# DIRECTIVE
Omit the pictures and output every entry below exactly as written.

# Image object location entries
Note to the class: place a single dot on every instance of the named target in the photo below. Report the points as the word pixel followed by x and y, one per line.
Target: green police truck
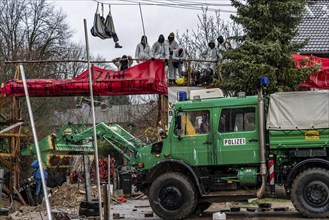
pixel 237 148
pixel 220 149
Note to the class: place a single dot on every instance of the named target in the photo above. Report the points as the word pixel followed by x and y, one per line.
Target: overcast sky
pixel 127 20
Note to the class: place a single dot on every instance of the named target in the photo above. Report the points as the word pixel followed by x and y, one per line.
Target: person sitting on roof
pixel 142 51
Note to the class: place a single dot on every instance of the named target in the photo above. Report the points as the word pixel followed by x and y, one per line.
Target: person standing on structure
pixel 172 45
pixel 209 68
pixel 123 63
pixel 178 56
pixel 142 52
pixel 160 49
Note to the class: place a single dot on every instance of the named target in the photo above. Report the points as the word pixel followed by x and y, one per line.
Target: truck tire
pixel 310 193
pixel 172 196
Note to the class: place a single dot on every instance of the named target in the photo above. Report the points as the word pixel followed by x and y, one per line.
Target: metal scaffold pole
pixel 94 123
pixel 35 137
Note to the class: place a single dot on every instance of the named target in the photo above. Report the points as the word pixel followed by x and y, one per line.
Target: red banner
pixel 145 78
pixel 318 80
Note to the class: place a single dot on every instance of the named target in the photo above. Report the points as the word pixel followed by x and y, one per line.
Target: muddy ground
pixel 65 201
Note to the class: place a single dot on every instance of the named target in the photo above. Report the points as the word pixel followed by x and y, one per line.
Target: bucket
pixel 219 216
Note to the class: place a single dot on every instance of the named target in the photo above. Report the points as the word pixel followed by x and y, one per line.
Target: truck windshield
pixel 194 122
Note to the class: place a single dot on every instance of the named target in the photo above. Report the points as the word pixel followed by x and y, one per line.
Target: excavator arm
pixel 77 139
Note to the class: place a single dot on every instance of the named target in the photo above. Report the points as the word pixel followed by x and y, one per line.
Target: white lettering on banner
pixel 234 141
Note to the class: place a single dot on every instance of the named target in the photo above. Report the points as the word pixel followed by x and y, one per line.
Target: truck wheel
pixel 310 193
pixel 172 196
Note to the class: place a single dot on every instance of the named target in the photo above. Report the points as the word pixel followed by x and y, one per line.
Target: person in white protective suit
pixel 172 45
pixel 142 52
pixel 160 49
pixel 179 55
pixel 209 68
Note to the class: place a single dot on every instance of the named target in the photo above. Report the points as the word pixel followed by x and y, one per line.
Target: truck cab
pixel 222 149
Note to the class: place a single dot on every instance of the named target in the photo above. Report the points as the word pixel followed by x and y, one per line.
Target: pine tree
pixel 266 46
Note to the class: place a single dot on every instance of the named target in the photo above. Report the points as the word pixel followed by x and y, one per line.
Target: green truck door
pixel 193 143
pixel 236 137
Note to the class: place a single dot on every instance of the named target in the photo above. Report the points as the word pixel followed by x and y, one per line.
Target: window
pixel 237 119
pixel 194 122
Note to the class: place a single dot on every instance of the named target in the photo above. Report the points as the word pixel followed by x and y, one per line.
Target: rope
pixel 140 10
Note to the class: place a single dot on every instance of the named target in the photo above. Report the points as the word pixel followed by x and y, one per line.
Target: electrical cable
pixel 191 5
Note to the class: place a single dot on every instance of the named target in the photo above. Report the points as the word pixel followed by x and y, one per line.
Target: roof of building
pixel 315 26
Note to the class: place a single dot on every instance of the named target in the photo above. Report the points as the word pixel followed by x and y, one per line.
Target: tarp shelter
pixel 146 78
pixel 298 110
pixel 318 80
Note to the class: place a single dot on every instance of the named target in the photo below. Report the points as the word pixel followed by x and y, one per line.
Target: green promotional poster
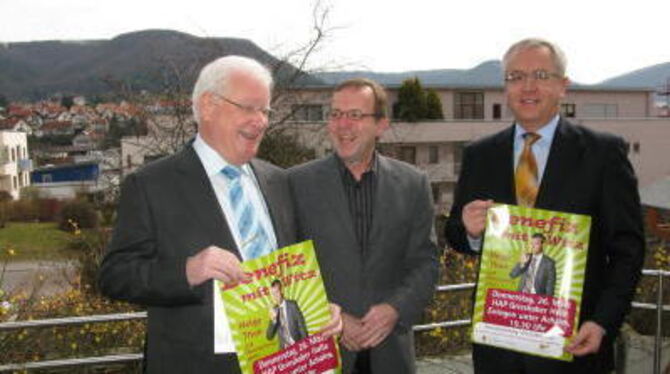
pixel 531 280
pixel 276 317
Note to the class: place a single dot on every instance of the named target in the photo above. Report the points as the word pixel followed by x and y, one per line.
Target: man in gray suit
pixel 537 270
pixel 285 318
pixel 178 230
pixel 371 218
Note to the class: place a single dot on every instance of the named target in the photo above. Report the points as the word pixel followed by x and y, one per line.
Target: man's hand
pixel 588 339
pixel 334 326
pixel 352 328
pixel 214 263
pixel 377 325
pixel 474 217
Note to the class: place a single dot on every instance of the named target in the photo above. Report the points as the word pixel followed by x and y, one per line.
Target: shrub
pixel 78 214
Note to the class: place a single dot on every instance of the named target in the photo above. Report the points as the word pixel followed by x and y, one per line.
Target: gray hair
pixel 214 77
pixel 557 55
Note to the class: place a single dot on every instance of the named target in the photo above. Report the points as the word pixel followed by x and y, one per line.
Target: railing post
pixel 658 342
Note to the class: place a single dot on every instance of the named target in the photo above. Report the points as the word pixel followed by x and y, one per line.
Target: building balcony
pixel 26 165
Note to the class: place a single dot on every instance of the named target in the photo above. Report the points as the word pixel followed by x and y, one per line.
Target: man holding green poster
pixel 286 318
pixel 544 161
pixel 190 219
pixel 371 218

# TASK ANSWER
Note to the class: place a single dot on every instance of the named target in the photo below. Report the points as the word pixel followed by x and y, one per line.
Target: green police truck
pixel 237 148
pixel 220 149
Note to the class: place a single dot on every instance of the named target in the photo above. Report the points as the word pixel followed by x and y, one per line.
Target: overcast sky
pixel 127 20
Note to the class: place a single dot on every instance of the named target in the photo above. Report the points as the word pixel followed by x and y, one per line.
Target: person sitting on roof
pixel 142 51
Note to the class: place a single dot on every instance of the named target in the photo above. Report the points as the word pixel followed by x and y, one per line.
Target: person standing on structure
pixel 172 45
pixel 209 68
pixel 123 63
pixel 178 56
pixel 142 52
pixel 160 49
Note to the class: place a single dot on every instance of the named target in the photo above. Report the points as the word pixel followed by x and y, one per line.
Target: truck tire
pixel 310 193
pixel 172 196
Note to the class: place a single dot on every instance of the named target in the photo above. Report the points as the word pixel followed by x and y, one per line.
Target: metal scaffold pole
pixel 94 123
pixel 35 137
Note to the class: place a single dot on every instance of the named target in the photo above. Report the points as the word pixel followed by x and y, one per line.
Target: red banner
pixel 145 78
pixel 318 80
Note to the class: place a single dot on every instance of the named target in the photo above. Report the points as the word pixel followed by x and y, one per line.
Target: muddy ground
pixel 65 201
Note to the class: place a single dot on every instance of the named target in the photo above. Report the points as the word pixel followed by x and y, one per line.
Target: bucket
pixel 219 216
Note to the class: place a single dot on every instance of the named target in the photo above. Report the points as the word pixel followed by x and y, one per line.
Target: truck windshield
pixel 194 122
Note to the class: place a single dot on every instance of the named target in the photo above. Report the points as the word pixel followed by x and y, one per line.
Target: excavator arm
pixel 77 139
Note to the class: place a single dot on every instance of the named target in the photo above. Report the points as the word pixel followed by x and y, one per line.
Target: white lettering on banner
pixel 234 141
Note to the class: place a single dot on every instance of the named target in the photo above. Report the points as the word pixel followed by x and y, one per line.
Target: truck wheel
pixel 310 193
pixel 172 196
Note to the class: place a single dot on every instance of the named target in the photo above. Report the points as the word pixel followed by x and y, one per line.
Target: person in white protective suit
pixel 172 45
pixel 142 52
pixel 160 49
pixel 179 55
pixel 209 68
Note to the class: place a single dot on every instance of the named target in the photo above. Report the points as the word pixel followed by x and y, one per line.
Target: truck cab
pixel 222 149
Note to the class: place a single dot on every instance of the named target in the photo above. Report the points as the word pixel followed by x and y, one per line.
Target: pine tree
pixel 266 46
Note to the class: place a single dot on every instance of the named target in the photo above. Report the points as the word pixel followed by x and y, one per line.
Target: green truck door
pixel 193 143
pixel 236 137
Note to the class: place a single dot on every instance of the named target in the photo above. Report the points as the word pixel followed by x and y, one per line.
Target: window
pixel 237 119
pixel 194 122
Note to the class: place a single dot on every instance of the named target in the photo above. Report the points as the word pixel followed by x and y, one per line.
Target: rope
pixel 140 10
Note to the class: place a single dot on every instance of the named target in the photo above. Report the points as the word pixel followed by x and y, one per line.
Target: electrical cable
pixel 191 5
Note to the class: place a single dot on every instance of the named target in the photo above. Report the points as the word pixel followed by x and y, one per line.
Target: roof of building
pixel 315 26
Note to the class: place a single dot on every instance of the named target in the photo above. Report the points as the word pixel followed by x and y, one per line.
Target: tarp shelter
pixel 146 78
pixel 298 110
pixel 318 80
Note to the class: place a single dot on every instance of the named target in the photo below. Report the points as the word pixel followed by x and y, one per line.
Target: green promotional poster
pixel 531 280
pixel 276 317
Note to the class: place a single dot on every instance of the named target in the photo above. Report the points as the word pixel followed by x and y, one per line.
Target: man in gray suit
pixel 537 270
pixel 285 318
pixel 178 230
pixel 371 218
Note to the class: place a single dot on every instance of the named target in the photo above. Report the points as the word pixel followed by x and y, one per line.
Target: man's hand
pixel 588 339
pixel 334 326
pixel 352 328
pixel 214 263
pixel 377 325
pixel 474 217
Note to the class: place a single dot on every instance of the named target in the photo above. Report the points as the word pixel followed by x and y, one per line.
Target: shrub
pixel 78 214
Note to the class: place a single dot on every instance of the named target in the photo above. Report the points as the word pixel followed by x and y, one per line.
Target: gray hair
pixel 214 77
pixel 557 55
Note to the class: place a single dot on every instance of the named target in the photo above. Report the points as the word pixel followed by x and y, one per line.
Target: railing post
pixel 658 342
Note to the class: place a single dot on every instance of the named target in the photo above. Report the points as the word pixel followed by x and y, one per line.
Target: building balcony
pixel 26 165
Note to the class: place a single dot on every instance of the named target in the photo above. Report the points as the word pixel followed by x and y, one per line.
Target: man holding green poster
pixel 286 318
pixel 544 161
pixel 190 219
pixel 371 218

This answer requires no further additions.